Casole d’Elsa. Un concentrato di mala urbanistica toscana (di Paolo Baldeschi)

Ci sono Comuni noti in Italia per la qualità delle loro politiche: ad esempio, Cassinetta di Lugagnano, il Comune zero consumo di suolo o il Comune di Peccioli che detiene il record toscano e forse nazionale per la raccolta differenziata. Anche il Comune di Casole d’Elsa, almeno a livello toscano, ma in concorrenza con le peggiori amministrazioni, rivendica un primato: quello dell’ente locale che nell’arco di dieci anni o poco più ha compiuto il maggior numero di operazioni illegittime: contro la legge di governo del territorio, contro il PIT e il PTC di Siena, contro le normative paesaggistiche e ambientali e perfino contro le disposizioni del vincolo idrologico. Dieci anni di mala urbanistica e mala edilizia, durante i quali la Regione Toscana, nonostante le relazioni dei propri uffici che indicavano la non sanabilità degli abusi promossi dal Comune[1], nonostante gli avvisi di reato (32 fra tecnici e amministratori) e i sequestri della Procura della Repubblica, ha continuato imperturbabile a coprire le malefatte dell’amministrazione e degli speculatori che con questa fanno tutt’uno.

La Variante del Piano strutturale, ora adottata, è un suggello che vorrebbe mettere una pezza sulle porcherie pregresse. Il tutto condito con la solita retorica che condiziona lottizzazioni e nuovi usi di suolo al massimo impegno nella tutela del paesaggio.

» RECORD SALVATI:
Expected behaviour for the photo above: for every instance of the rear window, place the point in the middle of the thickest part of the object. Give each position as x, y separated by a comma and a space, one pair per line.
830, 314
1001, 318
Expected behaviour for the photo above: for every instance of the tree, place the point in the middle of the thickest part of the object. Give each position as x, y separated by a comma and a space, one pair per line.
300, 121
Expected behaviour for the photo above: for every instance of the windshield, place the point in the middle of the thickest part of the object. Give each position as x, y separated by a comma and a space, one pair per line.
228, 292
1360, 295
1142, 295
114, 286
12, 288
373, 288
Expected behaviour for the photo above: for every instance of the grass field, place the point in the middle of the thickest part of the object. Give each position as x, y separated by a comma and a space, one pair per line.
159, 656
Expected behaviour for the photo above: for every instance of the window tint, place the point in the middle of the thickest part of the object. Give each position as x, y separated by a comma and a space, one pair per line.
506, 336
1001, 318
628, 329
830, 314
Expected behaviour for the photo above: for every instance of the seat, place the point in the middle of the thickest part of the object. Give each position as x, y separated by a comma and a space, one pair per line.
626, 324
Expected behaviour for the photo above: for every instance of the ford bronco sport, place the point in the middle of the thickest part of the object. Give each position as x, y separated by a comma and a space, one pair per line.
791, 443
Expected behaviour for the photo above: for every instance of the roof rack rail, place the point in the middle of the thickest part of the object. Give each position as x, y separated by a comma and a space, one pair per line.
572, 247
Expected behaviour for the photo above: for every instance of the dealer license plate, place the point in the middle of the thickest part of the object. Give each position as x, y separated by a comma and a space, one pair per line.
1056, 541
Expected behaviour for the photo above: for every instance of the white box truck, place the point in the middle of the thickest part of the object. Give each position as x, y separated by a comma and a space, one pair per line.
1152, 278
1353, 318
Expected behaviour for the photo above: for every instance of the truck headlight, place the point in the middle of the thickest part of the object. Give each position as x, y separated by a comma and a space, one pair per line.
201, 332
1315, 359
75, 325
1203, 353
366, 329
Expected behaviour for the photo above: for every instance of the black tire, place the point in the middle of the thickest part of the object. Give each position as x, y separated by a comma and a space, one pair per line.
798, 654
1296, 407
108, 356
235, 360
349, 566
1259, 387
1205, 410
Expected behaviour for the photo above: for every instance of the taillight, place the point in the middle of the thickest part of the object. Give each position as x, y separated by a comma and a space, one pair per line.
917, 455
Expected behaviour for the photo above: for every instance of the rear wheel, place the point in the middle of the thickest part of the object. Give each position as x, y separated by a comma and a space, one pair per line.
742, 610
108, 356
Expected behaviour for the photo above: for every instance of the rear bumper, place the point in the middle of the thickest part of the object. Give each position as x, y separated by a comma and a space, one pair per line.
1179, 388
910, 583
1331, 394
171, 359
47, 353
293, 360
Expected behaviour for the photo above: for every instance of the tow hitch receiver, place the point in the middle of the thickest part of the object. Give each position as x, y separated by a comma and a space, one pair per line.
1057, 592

» CONSEGNE:
1 – Trascrivi per intero e senza alcuna modifica l'articolo su Casole d'Elsa.
2 – Estrai dai record, senza modifiche, tutto ciò che va dalla riga che contiene "the tow hitch" fino alla fine dei record, estremi inclusi.
I record non hanno alcun legame con l'articolo.

» RISULTATI OTTENUTI:
1 –
Casole d’Elsa. Un concentrato di mala urbanistica toscana (di Paolo Baldeschi)

Ci sono Comuni noti in Italia per la qualità delle loro politiche: ad esempio, Cassinetta di Lugagnano, il Comune zero consumo di suolo o il Comune di Peccioli che detiene il record toscano e forse nazionale per la raccolta differenziata. Anche il Comune di Casole d’Elsa, almeno a livello toscano, ma in concorrenza con le peggiori amministrazioni, rivendica un primato: quello dell’ente locale che nell’arco di dieci anni o poco più ha compiuto il maggior numero di operazioni illegittime: contro la legge di governo del territorio, contro il PIT e il PTC di Siena, contro le normative paesaggistiche e ambientali e perfino contro le disposizioni del vincolo idrologico. Dieci anni di mala urbanistica e mala edilizia, durante i quali la Regione Toscana, nonostante le relazioni dei propri uffici che indicavano la non sanabilità degli abusi promossi dal Comune[1], nonostante gli avvisi di reato (32 fra tecnici e amministratori) e i sequestri della Procura della Repubblica, ha continuato imperturbabile a coprire le malefatte dell’amministrazione e degli speculatori che con questa fanno tutt’uno.

La Variante del Piano strutturale, ora adottata, è un suggello che vorrebbe mettere una pezza sulle porcherie pregresse. Il tutto condito con la solita retorica che condiziona lottizzazioni e nuovi usi di suolo al massimo impegno nella tutela del paesaggio.

2 –
Expected behaviour for the photo above: for every instance of the tow hitch receiver, place the point in the middle of the thickest part of the object. Give each position as x, y separated by a comma and a space, one pair per line.
1057, 592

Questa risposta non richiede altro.